▶ Supplied data:
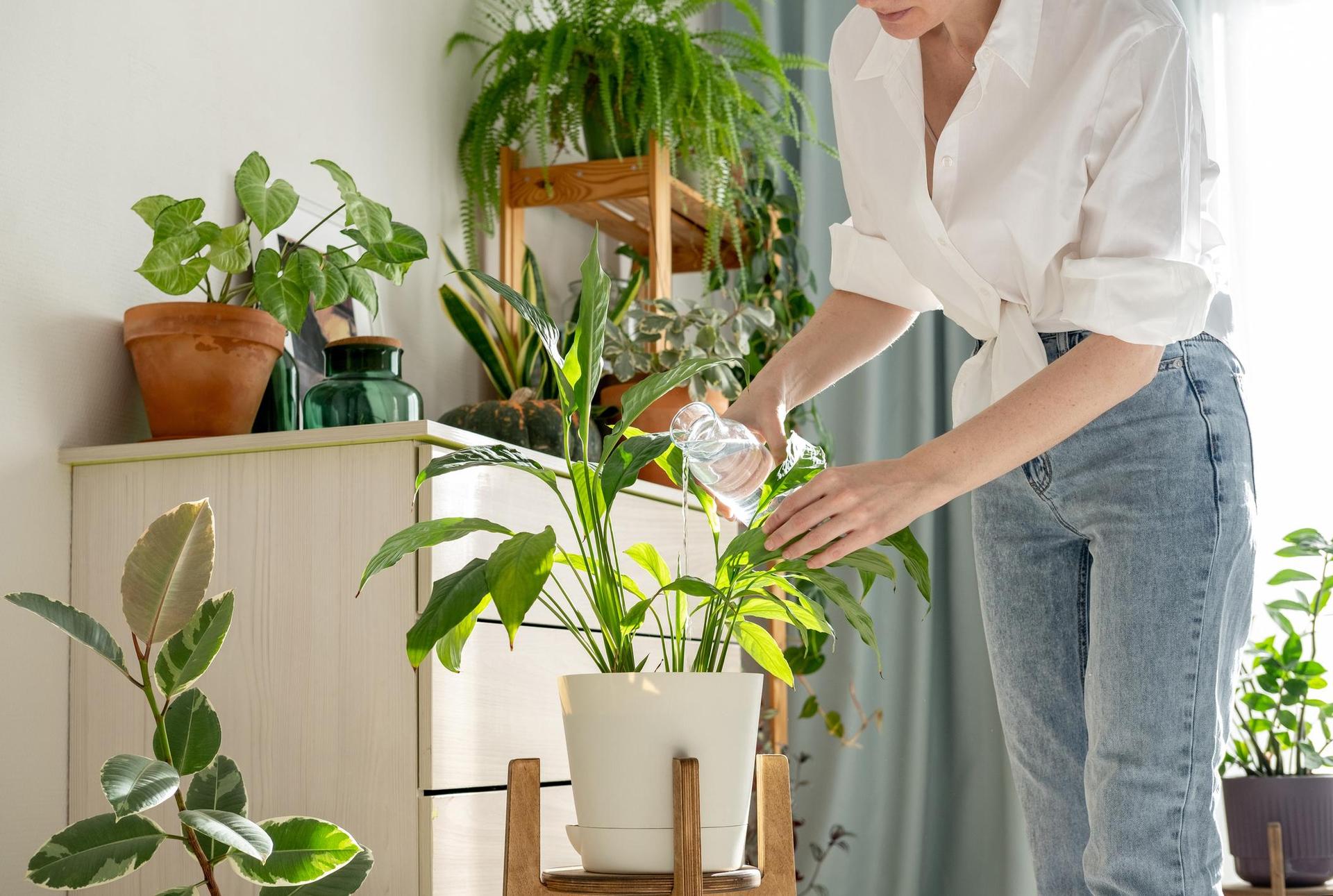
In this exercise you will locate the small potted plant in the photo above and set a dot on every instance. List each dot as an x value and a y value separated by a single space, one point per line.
1282 738
646 703
167 576
203 367
619 75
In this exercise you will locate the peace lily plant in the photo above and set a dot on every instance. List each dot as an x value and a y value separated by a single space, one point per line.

▶ Stated goal:
Rewrite the listing above without the pictures, keeping every request unchanged but multiplying each x and y coordinate in the answers by 0.55. Round each result to the nearest whole number, with halves rounded up.

▶ Reply to the exercise:
In this exercise you will locate the small potted plant in the photo above and set a dot on every instance. List each dot as an x value and a y value separated by a single space, one point per line.
705 406
355 387
92 317
112 202
340 41
In this exercise you will locate the peace lily plant in the photo above and set a dot on every instance. List each dot as an x value and a y value separated by a single space, one point per line.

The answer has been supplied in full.